• [Page]
★ ★ ★ ★

I've been writing about association fallacies, and how they are leading to errors in analyzing UNDRIP, Bill C-15, and related laws.
Who created UNDRIP
UNDRIP is the result of decades of work, starting from the late 1970's, by Indigenous peoples worldwide. This included many representatives of Turtle Island Nations and peoples. The goal was to create policy which would regulate the behavior of nations which are not Indigenous nations.
It should not surprise anyone to know that the most offending nations, known collectively as CANZUS (Canada, Australia, New Zealand and the United States) would be actively opposing this human rights initiative. These foreign/foreigner created nations exist as an ongoing expression of White Supremacy.
These are nations where their colonization projects were so successful (meaning, so horrible and genocidal) that the foreign population and their descendants greatly outnumber the Indigenous population. Genocide is not what democracy looks like, so claiming that this demographic shift makes CANZUS nations democratically valid should be understood as morally offensive. It should instead be understood as the genocidal version of gerrymandering.
The legislative process at the United Nations was long and hard, and there was quite a bit of politicking at the UN to try to reach consensus as is normal for this type of policy.
The United Nations Declaration on the Rights of Indigenous Peoples (UNDRIP) was adopted by the General Assembly on Thursday, 13 September 2007. More details of the approximately 30 of years history, including the various meetings that lead up to the declaration, are available via the UN's UNDRIP page.
Once the declaration was passed, International pressure was exerted on the CANZUS countries to come into line, and years later the official positions of these governments changed. Some of the positions changed after the government changed. All 4 of the CANZUS countries use democratic systems based on their British heritage as former British colonies.
Back bench members of Canada's parliament didn't wait for the official government position to change. A quick look at the "Similar Bills Introduced in Previous Sessions" for Bill C-15 shows that several drafts of this style of bill were tabled before it was finally tabled as a government bill.

★ ★ ★ ★

• [Data listing]

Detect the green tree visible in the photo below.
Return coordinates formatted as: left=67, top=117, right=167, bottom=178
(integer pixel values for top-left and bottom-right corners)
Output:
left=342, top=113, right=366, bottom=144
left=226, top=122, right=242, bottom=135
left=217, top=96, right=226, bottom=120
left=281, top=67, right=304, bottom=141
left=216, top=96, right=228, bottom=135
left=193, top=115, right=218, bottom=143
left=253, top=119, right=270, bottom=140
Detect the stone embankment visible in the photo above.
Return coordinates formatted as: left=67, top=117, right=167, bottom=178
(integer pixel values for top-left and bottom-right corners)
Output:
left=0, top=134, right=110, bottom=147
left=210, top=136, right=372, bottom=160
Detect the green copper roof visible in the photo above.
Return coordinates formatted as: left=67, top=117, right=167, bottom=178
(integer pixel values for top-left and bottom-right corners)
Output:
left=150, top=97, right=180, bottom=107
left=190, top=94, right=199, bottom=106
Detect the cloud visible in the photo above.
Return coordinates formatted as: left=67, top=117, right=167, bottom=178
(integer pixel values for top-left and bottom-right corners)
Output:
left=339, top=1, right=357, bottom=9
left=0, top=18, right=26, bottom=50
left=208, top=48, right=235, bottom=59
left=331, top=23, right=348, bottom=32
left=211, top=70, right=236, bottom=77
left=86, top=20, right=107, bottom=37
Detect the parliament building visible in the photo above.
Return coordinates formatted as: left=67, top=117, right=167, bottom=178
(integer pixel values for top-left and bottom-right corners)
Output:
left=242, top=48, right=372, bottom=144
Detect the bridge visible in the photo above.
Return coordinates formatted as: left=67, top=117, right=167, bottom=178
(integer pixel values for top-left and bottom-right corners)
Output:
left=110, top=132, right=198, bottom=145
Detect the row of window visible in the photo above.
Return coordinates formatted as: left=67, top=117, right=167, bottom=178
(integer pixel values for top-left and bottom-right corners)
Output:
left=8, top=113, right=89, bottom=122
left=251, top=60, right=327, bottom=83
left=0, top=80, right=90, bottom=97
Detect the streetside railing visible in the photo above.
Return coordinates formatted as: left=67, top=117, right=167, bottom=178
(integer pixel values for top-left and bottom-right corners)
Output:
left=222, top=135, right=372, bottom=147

★ ★ ★ ★

• [Given request] Pick up the piece on UNDRIP after its last sentence and keep writing it. The listing has nothing to do with the piece on UNDRIP.

• [Written reply]
- Tia Keeper (Churchill, Liberal) in June 2008 (less than a year after UNDRIP passed the UN General Assembly)
- Denise Savoie (Victoria, NDP) in February 2009, March 2010, March 2010 (reinstated from previous session)
- Romeo Saganash (Abitibi—Baie-James—Nunavik—Eeyou, NDP) in January 2013, October 2013 (reinstated from previous session), December 2014 (defeated at second reading), April 2016 (passed house, filibustered in the Senate)
- Minister of Justice (Liberal government) in December 2020
Who/what does UNDRIP regulate
Reading UNDRIP and legislation that affirms UNDRIP it is clear to me what entities this policy regulates.
This is an International Indigenous initiative to regulate settler-colonial nations, and is not Canadian policy which regulates Indigenous nations or people.
Unfortunately there are people who have misunderstood the direction of this policy, and believe that it is a Canadian (or worse, CANZUS) initiative to further oppress Indigenous peoples.
UNDRIP and Bill C-15 explicitly include clauses which disallow this policy to be abused in that way.
Bill C-15 includes the following non-derogation clause (emphasis added):
2(2) This Act is to be construed as upholding the rights of Indigenous peoples recognized and affirmed by section 35 of the Constitution Act, 1982, and not as abrogating or derogating from them.
UNDRIP itself includes the following in Article 37 (emphasis added):
Article 37
1. Indigenous peoples have the right to the recognition, observance and enforcement of treaties, agreements and other constructive arrangements concluded with States or their successors and to have States honour and respect such treaties, agreements and other constructive arrangements.
2. Nothing in this Declaration may be interpreted as diminishing or eliminating the rights of indigenous peoples contained in treaties, agreements and other constructive arrangements.
Put another way, if a Canadian government (federal or provincial) tries to abuse UNDRIP or an affirmation law in a way that is harmful to the rights of Indigenous peoples, then that government is in violation of that law and human rights instrument. If Canada is taken to court (domestic or international), it will lose for violating the law.
It is true that the existence of law doesn't stop governments from breaking the law. The fact that this is international law created to put international pressure on Canada means there will be consequences. Canada violating this human rights instrument will have international relations impacts, likely including trade relations. My hope is that the UN will actively send human rights observers to Canada to monitor and internationally report on progress. Canada has proven to not be trustworthy enough to be allowed to do this on it's own.
Canada promotes itself domestically and internationally as a law abiding nation, and a protector of human rights. The more it is recognized that this is a myth, the more pressure will be exerted (domestically and internationally) on the Canadian Government to stop its ongoing violation of human rights, and to make amends.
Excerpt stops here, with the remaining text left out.